- [CONSIGNE À SUIVRE]: Restituez mot pour mot la portion du passage fourni qui va de « A la fin du » jusqu'à « Robert, de C.-J. » inclus.

A la fin du siècle et avant David auquel tout l'oppose, Honoré Fragonard (1732
- 1806) est un vrai peintre, parfois un grand peintre, au métier souple, hérité
de Rubens et annonciateur des romantiques. Les noms d'Hubert Robert, de C.-J.
Vernet, élève, à travers Manglard, de Lorrain, marquent la charmante faiblesse
de l'art du paysage. Les décorateurs et les tapissiers, Ondry, Le Prince,
rejoignent, par Desportes, le XVIIe siècle, et adaptent au luxe des intérieurs,
les petites manières en vogue dans une société déliquescente. Dans ces deux
siècles, où seuls nous avons vu émerger des individus isolés, et mise à part la
survivance de Venise, des écoles pourtant fortement caractérisées, naissent et
s'établissent : au sud-ouest de l'Europe l'école espagnole ; au Nord-ouest,
l'école hollandaise et la nouvelle école flamande de qui naîtra l'école
anglaise. Inauguré par le génial isolé, par cet opposant, cet étranger que
désigne son sobriquet d'El Greco, le mouvement de la peinture espagnole se
dégage, dès les premières années du XVIIe siècle, des influences napolitaine et
vénitienne. Le Greco (Theotocopouli, 1550-1614) est, en réalité, un homme du
XVIe siècle. Il transforme à des fins si neuves le grand enseignement de ses
maîtres vénitiens, que nulle autre peinture ne peut être comparée à la sienne.
La stylisation des formes humaines, l'expression, la force de la couleur y
atteignent une acuité sans repos, mais inégalée. Plus directement inspiré des
Italiens, et en particulier du Caravage, Ribera (1588-1652) qui vécut une
partie de sa vie à Naples, reste pourtant foncièrement espagnol, par son
réalisme et l'âpreté de son style. A Séville, succédant aux mystiques encore inspirés
de Van des Weyden, tel que Moralès, Herrera le Vieux introduit, vers 1620,
l'influence italienne, mais il transpose avec une vigueur naturaliste
saisissante. Zurbaran (1598-1664) est un maître aussi expressif et tragique,
mais plus peintre. Alonso Cano (1601- 1667) adoucit la manière et précède
Murillo (1618 inconsistant, mais d'une couleur séduisante. Le grand peintre de
l'Espagne du XVIIe siècle et l'un des plus grands artistes de tous les temps
est Vélasquez (1599-1660). Rénovateur de la technique, le premier qui ait
employé les couleurs à l'huile directement, le plus savant sans doute des
techniciens et le plus habile, Vélasquez est en même temps le plus simple, le
plus dépouillé, le plus objectif des peintres. Avec une richesse de matière
égale à celle des Hollandais, un sens de la couleur égal à celui des grands
Vénitiens, il rejoint la sobriété, la grandeur de style et la vérité nue des
grands Italiens du XVe, la majesté d'un Piere Della Francescha. Après une
éclipse assez longue, l'art espagnol revit, à la fin du XVIIIe siècle, avec une
force renouvelée, dans l'œuvre de Goya (1746-1828). Cet homme prodigieux,
dessinateur et graveur d'une passion ardente, peintre dont la largeur et la
sûreté égalent presque celles de Vélasquez, Goya eut une influence
considérable, au XIXe siècle, sur les peintres français et anglais. Par lui,
comme par Vélasquez, l'école espagnole dépasse les conditions d'une école
nationale et atteint une expansion universelle. Cependant, au nord de l'Europe
Occidentale, l'école flamande surgit de la couvaison italienne en un bouquet
prestigieux de flammes ardentes et charnelles. Rubens (1577-1640) qui allume ce
beau feu sort de l'enseignement assez obscur de Van Noort et d’Otto Venius.

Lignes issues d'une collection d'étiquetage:
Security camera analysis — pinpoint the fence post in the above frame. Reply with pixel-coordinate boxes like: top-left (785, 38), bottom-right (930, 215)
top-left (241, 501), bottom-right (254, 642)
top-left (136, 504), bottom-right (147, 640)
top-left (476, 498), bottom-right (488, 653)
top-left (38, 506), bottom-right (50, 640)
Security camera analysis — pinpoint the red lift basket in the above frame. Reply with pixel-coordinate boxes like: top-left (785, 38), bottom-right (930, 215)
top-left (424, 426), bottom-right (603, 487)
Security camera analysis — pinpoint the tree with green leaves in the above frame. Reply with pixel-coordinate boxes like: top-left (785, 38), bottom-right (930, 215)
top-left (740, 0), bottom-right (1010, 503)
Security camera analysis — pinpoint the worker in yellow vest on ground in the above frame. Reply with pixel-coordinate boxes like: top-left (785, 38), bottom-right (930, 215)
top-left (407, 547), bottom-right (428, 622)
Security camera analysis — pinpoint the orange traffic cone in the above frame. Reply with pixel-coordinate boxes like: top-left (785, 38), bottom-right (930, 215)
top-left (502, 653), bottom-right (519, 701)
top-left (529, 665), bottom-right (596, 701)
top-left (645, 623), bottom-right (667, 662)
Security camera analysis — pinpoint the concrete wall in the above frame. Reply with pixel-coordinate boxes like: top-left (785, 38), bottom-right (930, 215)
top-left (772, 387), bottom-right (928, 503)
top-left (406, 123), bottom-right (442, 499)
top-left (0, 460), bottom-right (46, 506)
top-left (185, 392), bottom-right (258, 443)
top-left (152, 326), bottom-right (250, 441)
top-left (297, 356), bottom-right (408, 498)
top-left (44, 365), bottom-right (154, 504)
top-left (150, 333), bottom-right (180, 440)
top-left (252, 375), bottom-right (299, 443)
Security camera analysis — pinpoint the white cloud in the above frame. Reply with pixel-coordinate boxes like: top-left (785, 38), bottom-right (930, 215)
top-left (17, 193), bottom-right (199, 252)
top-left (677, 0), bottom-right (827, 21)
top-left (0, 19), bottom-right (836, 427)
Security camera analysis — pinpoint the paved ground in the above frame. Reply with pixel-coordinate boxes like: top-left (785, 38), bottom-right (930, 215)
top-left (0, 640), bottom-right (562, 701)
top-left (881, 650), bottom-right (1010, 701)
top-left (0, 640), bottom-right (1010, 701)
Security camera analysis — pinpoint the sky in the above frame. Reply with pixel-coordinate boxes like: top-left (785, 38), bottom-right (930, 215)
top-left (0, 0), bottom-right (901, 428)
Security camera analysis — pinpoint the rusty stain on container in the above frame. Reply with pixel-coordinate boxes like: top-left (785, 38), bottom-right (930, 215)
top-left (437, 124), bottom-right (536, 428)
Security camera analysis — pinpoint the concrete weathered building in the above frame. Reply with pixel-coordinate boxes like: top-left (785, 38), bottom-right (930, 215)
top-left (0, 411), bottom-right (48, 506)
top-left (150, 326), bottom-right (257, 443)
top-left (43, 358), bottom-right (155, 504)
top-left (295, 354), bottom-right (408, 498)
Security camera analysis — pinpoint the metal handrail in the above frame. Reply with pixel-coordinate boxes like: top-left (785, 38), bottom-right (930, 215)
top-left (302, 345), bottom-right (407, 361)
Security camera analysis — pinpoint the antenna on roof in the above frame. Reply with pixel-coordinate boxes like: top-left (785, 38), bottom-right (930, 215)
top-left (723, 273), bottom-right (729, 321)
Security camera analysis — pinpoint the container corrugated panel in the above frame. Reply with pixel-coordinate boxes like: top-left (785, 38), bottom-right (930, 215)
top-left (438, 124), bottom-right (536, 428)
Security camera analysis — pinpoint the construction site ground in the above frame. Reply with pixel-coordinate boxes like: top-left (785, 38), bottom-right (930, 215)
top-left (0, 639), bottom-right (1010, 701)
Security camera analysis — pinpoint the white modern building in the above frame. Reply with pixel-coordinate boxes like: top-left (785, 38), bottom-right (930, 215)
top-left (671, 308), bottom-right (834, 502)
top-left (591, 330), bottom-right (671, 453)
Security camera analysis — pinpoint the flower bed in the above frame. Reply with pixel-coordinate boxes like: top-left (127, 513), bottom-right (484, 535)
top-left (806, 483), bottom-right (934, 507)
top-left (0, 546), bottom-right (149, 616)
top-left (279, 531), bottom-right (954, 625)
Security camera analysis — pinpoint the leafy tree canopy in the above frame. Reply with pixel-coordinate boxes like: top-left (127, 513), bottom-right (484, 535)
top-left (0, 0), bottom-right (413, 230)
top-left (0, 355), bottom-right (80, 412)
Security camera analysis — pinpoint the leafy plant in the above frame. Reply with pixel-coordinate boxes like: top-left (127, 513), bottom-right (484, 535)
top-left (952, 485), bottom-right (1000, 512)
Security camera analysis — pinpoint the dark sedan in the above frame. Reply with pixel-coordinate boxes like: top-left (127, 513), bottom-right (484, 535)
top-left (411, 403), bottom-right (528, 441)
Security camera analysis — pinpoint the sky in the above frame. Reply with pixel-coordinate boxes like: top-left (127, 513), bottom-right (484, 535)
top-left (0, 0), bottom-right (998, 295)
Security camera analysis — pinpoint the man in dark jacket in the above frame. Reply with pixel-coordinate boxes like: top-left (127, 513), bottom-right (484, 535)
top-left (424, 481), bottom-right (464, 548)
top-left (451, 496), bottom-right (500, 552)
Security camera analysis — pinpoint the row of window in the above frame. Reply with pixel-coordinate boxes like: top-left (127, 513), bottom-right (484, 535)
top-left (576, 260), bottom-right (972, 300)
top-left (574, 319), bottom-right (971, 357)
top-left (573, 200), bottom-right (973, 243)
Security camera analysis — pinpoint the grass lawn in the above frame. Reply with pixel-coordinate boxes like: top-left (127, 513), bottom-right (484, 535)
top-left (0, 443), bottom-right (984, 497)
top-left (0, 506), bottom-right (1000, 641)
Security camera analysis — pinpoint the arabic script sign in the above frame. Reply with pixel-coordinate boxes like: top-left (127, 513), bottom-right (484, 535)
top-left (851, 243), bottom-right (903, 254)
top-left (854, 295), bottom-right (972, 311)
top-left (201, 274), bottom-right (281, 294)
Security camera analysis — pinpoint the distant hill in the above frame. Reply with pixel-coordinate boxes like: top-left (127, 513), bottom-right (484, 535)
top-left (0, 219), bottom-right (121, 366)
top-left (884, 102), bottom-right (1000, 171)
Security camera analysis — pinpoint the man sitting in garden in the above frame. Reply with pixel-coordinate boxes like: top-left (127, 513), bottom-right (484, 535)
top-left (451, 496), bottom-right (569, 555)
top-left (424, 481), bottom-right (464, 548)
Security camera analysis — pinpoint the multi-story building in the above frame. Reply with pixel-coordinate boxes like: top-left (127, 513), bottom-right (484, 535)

- [SOLUTION PROPOSÉE]:
A la fin du siècle et avant David auquel tout l'oppose, Honoré Fragonard (1732
- 1806) est un vrai peintre, parfois un grand peintre, au métier souple, hérité
de Rubens et annonciateur des romantiques. Les noms d'Hubert Robert, de C.-J.